Chaos and Control 2: Deleuze & Guattari

In their book What is Philosophy? Deleuze and Guattari tell us that “we require just a little order to protect us from chaos” (201). The book is an extended discussion of the proper uses of science, philosophy, and art that very much echoes my experiences with Rothko. D&G say that the three disciplines, each in their own way, are trying to help us commune with chaos without getting overwhelmed. Each “throws a plane over chaos,” or cuts a slice through it, carves out a little place for us to stand, a little eye of the storm. Or maybe the right image is that each provides us with a dwelling place, with an environment that is in the midst of chaos, and connected vitally to it, but it is nevertheless a “home” that we can make sense of and inhabit.

But I want to stress that I think we should not take them to be saying that both chaos and order are ethically equivalent, that we need to balance the two in order to live a good life. They are not making an Aristotelian argument, that the golden mean, the average, the middle road between chaos and order is best, most rational, most upright. That agenda is just a conservative lust for a stable status quo. At least that’s what it was in Aristotle, and I expect it was also in all those similarly conservative souls who third-wayed their way to the top.

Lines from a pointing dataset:
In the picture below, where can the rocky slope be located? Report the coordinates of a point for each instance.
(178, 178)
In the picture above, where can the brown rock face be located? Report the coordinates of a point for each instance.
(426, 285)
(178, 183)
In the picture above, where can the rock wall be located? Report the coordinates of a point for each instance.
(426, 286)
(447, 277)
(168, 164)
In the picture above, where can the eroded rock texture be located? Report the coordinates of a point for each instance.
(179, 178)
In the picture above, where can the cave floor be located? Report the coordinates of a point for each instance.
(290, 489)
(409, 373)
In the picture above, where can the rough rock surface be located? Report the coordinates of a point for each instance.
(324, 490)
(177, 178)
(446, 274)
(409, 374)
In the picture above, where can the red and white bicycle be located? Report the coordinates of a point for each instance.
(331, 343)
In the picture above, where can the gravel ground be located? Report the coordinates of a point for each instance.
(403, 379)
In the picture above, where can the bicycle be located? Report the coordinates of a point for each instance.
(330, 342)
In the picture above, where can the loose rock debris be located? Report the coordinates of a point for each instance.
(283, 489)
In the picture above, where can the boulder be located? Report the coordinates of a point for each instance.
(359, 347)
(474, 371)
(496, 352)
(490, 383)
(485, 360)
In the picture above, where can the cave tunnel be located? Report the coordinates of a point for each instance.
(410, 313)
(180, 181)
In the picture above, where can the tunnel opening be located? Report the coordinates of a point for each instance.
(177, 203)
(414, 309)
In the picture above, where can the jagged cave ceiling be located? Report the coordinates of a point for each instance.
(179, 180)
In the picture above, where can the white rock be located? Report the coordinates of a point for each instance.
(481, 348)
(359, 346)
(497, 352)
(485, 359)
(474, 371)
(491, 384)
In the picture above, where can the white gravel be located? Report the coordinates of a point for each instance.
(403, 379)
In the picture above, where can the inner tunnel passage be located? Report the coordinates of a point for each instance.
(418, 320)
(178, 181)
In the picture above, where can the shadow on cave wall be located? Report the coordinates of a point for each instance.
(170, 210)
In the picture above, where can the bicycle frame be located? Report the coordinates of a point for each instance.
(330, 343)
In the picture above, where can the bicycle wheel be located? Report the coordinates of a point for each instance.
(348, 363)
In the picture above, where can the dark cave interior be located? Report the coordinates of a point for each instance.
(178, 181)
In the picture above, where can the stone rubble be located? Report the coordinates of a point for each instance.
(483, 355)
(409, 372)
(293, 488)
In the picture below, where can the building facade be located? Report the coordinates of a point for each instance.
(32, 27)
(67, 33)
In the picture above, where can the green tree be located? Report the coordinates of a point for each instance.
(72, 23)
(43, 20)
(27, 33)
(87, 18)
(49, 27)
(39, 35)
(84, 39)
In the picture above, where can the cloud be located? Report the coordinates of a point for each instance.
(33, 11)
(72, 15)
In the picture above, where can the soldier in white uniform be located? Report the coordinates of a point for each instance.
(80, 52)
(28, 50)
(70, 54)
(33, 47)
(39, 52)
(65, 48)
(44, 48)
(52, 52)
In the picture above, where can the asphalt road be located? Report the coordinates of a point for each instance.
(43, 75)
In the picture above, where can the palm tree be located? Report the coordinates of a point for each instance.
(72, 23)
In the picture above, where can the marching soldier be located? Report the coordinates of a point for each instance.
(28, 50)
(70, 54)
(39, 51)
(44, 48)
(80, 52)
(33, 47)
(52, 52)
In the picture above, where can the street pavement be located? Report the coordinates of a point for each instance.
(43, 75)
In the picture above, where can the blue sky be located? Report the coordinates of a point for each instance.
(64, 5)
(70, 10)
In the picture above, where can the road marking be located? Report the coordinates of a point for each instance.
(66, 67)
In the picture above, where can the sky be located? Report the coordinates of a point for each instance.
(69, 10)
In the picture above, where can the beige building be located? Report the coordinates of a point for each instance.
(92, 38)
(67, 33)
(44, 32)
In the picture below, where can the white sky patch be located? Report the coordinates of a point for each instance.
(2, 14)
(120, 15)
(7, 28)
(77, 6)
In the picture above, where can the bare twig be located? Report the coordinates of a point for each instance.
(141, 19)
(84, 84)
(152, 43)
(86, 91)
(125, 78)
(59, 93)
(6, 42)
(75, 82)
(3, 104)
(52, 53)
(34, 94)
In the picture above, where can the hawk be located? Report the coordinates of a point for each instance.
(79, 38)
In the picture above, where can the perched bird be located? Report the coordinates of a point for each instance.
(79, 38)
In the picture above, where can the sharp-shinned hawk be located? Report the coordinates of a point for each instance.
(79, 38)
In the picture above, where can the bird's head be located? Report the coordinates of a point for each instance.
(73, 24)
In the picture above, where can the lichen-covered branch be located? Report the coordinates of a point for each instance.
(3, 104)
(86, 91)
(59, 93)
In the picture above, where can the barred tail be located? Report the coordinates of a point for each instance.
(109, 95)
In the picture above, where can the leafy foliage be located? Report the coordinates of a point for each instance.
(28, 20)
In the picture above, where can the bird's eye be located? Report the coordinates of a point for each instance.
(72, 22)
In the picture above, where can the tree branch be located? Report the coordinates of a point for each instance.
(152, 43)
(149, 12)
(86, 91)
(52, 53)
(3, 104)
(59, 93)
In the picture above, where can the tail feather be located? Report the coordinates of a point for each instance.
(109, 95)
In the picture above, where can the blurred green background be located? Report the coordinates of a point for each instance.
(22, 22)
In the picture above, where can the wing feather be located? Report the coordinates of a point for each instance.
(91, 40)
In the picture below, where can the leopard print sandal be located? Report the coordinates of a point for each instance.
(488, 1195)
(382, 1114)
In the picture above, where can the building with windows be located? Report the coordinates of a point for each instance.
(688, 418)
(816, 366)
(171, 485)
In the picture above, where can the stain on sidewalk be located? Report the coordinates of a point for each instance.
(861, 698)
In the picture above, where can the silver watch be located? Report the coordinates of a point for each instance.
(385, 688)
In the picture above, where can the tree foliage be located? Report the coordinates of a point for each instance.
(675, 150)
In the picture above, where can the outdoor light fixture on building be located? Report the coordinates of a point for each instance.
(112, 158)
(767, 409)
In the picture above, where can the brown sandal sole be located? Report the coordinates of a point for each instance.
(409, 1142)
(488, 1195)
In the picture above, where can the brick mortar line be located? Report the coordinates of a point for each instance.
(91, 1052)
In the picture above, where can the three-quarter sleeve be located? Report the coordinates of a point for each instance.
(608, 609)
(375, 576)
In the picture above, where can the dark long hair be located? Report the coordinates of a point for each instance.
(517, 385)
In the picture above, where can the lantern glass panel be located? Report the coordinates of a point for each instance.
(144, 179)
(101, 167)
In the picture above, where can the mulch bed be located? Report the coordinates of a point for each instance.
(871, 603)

* Objective 1 *
In the passage on Deleuze and Guattari, which three disciplines does their book discuss?
* Objective 2 *
Print the passage on Deleuze and Guattari from "Chaos and Control" to "of and inhabit.".
The lines above have nothing to do with the passage on Deleuze and Guattari.

* Task output 1 *
Science, philosophy, and art.

* Task output 2 *
Chaos and Control 2: Deleuze & Guattari

In their book What is Philosophy? Deleuze and Guattari tell us that “we require just a little order to protect us from chaos” (201). The book is an extended discussion of the proper uses of science, philosophy, and art that very much echoes my experiences with Rothko. D&G say that the three disciplines, each in their own way, are trying to help us commune with chaos without getting overwhelmed. Each “throws a plane over chaos,” or cuts a slice through it, carves out a little place for us to stand, a little eye of the storm. Or maybe the right image is that each provides us with a dwelling place, with an environment that is in the midst of chaos, and connected vitally to it, but it is nevertheless a “home” that we can make sense of and inhabit.